Entries from a pointing dataset:
───
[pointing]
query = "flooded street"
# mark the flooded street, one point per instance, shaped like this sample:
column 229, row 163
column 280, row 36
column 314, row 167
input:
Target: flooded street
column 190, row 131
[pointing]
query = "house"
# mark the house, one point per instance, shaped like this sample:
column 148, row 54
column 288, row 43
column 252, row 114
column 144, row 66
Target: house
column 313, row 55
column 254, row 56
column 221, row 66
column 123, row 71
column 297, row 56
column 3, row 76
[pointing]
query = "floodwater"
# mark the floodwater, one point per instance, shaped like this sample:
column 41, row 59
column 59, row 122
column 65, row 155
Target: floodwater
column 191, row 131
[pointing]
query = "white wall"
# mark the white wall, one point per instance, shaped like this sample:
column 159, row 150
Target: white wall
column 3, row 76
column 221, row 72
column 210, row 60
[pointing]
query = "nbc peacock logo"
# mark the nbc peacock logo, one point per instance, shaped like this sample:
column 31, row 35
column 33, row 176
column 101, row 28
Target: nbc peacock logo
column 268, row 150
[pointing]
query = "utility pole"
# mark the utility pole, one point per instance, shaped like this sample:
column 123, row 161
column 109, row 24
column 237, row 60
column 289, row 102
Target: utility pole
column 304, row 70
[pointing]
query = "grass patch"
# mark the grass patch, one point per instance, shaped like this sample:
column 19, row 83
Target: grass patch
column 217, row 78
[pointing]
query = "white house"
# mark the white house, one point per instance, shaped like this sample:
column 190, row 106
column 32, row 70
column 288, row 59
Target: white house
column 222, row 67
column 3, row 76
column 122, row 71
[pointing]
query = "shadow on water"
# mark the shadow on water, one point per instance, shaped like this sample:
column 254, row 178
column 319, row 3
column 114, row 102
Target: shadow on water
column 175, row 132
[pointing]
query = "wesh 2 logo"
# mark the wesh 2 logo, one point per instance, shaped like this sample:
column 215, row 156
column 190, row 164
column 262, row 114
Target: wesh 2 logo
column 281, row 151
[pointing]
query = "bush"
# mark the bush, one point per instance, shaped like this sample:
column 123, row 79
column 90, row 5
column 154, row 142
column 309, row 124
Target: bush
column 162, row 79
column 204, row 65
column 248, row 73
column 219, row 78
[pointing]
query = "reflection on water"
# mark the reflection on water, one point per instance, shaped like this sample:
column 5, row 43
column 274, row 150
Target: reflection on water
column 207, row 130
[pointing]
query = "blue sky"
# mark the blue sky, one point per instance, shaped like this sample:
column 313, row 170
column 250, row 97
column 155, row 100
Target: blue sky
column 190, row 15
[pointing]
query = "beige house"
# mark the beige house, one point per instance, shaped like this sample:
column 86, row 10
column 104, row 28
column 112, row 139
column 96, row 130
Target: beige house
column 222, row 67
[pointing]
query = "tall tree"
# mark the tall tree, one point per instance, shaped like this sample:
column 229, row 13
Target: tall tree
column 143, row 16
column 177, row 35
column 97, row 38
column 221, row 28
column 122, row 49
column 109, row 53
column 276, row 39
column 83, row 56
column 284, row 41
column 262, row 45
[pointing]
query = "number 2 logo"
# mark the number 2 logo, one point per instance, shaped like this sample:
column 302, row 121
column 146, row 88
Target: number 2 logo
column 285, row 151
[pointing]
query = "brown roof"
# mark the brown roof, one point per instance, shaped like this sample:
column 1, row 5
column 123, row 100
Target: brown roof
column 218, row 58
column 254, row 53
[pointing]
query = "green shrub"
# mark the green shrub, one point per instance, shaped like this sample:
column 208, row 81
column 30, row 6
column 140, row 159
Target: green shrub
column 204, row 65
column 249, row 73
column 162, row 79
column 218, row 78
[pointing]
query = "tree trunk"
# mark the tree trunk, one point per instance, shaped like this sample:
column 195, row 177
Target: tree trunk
───
What to do -
Write out, word for word, the part of the data that opens with its very first line and closes with the line containing "column 210, row 60", keeping both of those lines.

Solution for this exercise -
[pointing]
query = "flooded street"
# mark the flooded street, one point per instance, shaped like this sample:
column 229, row 163
column 280, row 36
column 314, row 167
input:
Target: flooded street
column 190, row 131
[pointing]
query = "house"
# mark the house, one point per instance, shaped like this sample:
column 148, row 54
column 288, row 43
column 252, row 114
column 144, row 66
Target: house
column 313, row 55
column 254, row 56
column 221, row 66
column 123, row 71
column 297, row 56
column 3, row 76
[pointing]
query = "floodwater"
# mark the floodwater, one point per instance, shaped like this sample:
column 41, row 59
column 59, row 122
column 65, row 155
Target: floodwater
column 191, row 131
[pointing]
query = "white wall"
# mark the white wall, one point per instance, shaped like this sample:
column 159, row 150
Target: white wall
column 3, row 76
column 221, row 72
column 210, row 60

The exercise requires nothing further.